RAW RECORDS:
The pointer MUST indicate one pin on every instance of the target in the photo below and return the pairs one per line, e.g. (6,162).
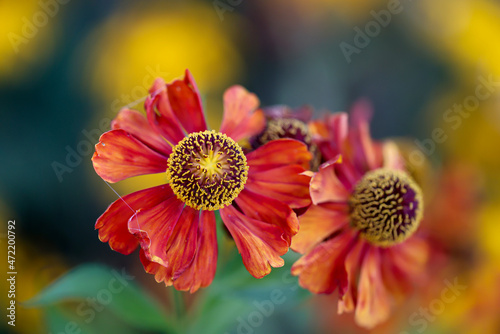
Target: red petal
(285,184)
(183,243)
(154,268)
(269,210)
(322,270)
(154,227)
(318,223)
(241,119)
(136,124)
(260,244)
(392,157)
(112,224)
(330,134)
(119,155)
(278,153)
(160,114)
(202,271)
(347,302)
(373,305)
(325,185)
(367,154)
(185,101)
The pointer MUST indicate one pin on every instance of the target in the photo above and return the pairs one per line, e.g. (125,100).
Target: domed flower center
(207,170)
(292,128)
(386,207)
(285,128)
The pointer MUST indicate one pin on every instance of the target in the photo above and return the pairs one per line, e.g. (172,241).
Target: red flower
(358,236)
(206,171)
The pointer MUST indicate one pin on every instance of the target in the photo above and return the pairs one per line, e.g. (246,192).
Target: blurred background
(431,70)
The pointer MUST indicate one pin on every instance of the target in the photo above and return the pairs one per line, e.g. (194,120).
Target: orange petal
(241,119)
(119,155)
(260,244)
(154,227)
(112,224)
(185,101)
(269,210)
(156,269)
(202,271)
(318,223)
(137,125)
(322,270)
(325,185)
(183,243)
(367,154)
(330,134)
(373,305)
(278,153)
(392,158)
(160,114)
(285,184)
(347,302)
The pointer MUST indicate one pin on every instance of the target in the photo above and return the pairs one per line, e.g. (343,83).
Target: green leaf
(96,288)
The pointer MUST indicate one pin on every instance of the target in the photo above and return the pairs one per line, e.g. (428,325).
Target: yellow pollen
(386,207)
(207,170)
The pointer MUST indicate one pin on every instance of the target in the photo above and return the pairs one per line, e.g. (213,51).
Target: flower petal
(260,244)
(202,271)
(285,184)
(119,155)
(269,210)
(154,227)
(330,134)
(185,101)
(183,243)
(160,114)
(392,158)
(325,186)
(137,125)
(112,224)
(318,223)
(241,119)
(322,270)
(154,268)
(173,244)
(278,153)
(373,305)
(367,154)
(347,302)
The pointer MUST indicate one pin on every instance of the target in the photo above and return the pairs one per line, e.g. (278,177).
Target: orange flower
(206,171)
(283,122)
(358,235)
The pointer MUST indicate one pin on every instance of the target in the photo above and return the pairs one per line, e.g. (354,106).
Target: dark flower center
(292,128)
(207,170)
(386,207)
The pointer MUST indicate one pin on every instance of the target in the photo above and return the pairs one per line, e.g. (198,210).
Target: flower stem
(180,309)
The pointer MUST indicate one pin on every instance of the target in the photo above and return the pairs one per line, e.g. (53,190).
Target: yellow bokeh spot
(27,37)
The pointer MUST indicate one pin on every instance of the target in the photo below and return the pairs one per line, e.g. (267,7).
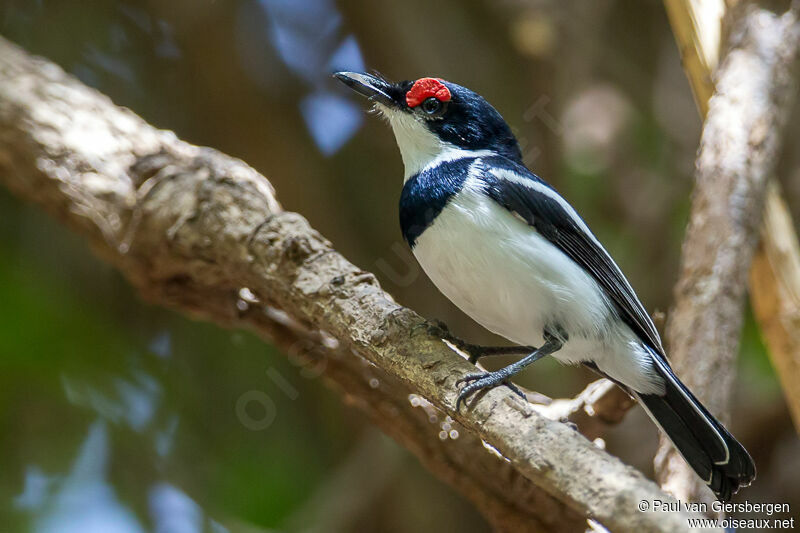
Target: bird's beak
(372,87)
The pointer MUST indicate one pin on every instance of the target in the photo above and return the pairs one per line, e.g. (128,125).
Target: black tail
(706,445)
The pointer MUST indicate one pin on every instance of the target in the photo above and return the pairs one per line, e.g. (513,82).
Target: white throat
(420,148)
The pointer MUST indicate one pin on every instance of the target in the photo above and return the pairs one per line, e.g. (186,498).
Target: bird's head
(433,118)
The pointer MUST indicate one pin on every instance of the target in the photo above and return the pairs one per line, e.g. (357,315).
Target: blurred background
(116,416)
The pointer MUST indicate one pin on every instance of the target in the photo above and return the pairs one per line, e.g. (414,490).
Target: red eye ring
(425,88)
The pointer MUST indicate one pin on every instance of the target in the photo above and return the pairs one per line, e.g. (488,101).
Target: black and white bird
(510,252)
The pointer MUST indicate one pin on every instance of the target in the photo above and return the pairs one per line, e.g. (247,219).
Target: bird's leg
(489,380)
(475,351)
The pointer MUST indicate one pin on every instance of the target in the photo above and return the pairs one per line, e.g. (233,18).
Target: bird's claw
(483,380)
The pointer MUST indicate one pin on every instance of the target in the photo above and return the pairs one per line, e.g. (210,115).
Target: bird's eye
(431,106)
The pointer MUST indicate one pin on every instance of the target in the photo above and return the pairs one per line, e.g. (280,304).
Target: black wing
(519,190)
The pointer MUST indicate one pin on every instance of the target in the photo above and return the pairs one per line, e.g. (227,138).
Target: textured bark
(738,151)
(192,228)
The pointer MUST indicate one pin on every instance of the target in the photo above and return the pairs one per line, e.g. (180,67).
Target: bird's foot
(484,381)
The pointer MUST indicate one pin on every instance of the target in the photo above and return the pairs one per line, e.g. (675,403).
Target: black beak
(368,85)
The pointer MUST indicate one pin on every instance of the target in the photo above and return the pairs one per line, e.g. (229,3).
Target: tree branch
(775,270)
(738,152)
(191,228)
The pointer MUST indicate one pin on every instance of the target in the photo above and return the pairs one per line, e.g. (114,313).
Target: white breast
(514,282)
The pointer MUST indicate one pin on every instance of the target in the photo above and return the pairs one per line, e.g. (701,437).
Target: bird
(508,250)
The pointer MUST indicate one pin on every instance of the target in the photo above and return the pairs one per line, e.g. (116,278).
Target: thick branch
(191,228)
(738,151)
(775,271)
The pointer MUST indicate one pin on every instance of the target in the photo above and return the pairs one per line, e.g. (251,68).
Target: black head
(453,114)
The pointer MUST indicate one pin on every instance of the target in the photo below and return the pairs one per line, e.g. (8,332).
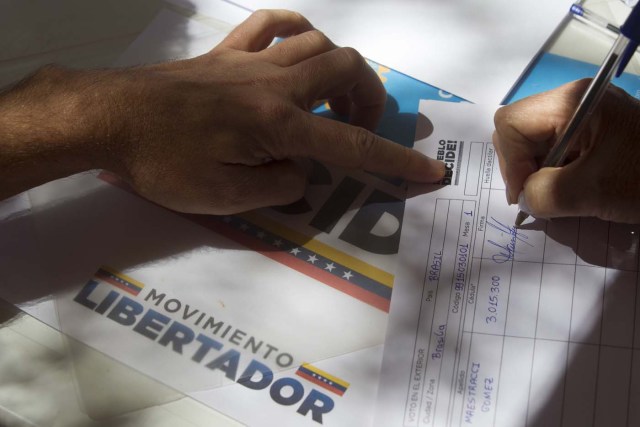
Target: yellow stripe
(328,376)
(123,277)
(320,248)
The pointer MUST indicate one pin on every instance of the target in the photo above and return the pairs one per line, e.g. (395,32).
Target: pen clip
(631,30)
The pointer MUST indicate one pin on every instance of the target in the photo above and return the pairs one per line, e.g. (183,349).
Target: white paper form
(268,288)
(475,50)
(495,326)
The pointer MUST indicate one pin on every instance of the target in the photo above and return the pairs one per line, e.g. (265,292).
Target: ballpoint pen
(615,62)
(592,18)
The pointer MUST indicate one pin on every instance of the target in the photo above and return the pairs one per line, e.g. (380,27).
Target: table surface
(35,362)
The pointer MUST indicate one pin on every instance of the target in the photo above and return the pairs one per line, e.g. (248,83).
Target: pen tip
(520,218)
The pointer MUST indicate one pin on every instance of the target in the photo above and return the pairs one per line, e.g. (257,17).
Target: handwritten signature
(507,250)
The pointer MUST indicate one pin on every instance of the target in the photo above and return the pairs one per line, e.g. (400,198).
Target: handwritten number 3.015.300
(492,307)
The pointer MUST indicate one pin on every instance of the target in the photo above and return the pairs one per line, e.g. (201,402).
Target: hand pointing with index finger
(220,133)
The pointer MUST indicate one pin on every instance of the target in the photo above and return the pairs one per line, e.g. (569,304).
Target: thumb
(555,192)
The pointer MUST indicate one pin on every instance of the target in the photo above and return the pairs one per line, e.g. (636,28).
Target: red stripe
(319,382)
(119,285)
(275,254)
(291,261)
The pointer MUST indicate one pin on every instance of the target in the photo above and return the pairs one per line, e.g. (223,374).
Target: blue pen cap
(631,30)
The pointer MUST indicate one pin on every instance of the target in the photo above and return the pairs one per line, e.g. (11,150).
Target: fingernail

EXERCISE AIM:
Print again the material above, limited to the lines from the one holding "line, e.g. (265,292)." through the last, inclusive.

SOLUTION FOR THIS TASK:
The pointer MUST indicate one pin on every instance of the target in the photo above and return the pairs one per line, e.g. (265,292).
Target: ballpoint pen
(615,62)
(592,18)
The pointer MUST indicate one pin on every instance of the target in the photo above and return the pairs one per line, e.g. (380,27).
Target: table surface
(35,362)
The pointer MUST indicate one pin on every instance of the target in the photo above and return the pairs one per line, e.g. (248,83).
Target: pen tip
(520,218)
The pointer MUST indicate one pin on every instance of the target in the photo above and return the pairs one per line, e.g. (257,17).
Target: handwritten signature
(507,250)
The pointer MUST indicate one pin on every instance of the target in the photo above and return the pairs one per line, e.g. (400,198).
Target: handwritten number 3.015.300
(492,307)
The pointer MUST indicate one pin on every instance of the target in the photo above and return the pairs one per line, e.g. (201,402).
Target: hand pointing with index finger
(220,133)
The pointer MUST indicate one pin on every instance of the target in the photo above and return the pairs one per line, e.g. (569,304).
Target: thumb
(555,192)
The pointer MUST indicate one pin on every instance of the target in the photo above and return the pairs one per line, e.g. (636,28).
Target: red stripe
(319,382)
(119,285)
(275,254)
(291,261)
The pointer MUST indicate one pin on every instance of the target in the photo above and return the pairs one per line, e.g. (223,374).
Target: blue pen cap
(631,30)
The pointer MUST indicate one pin on every instance of the target in the photo above and return the pairs one per line, e.g. (11,150).
Target: fingernail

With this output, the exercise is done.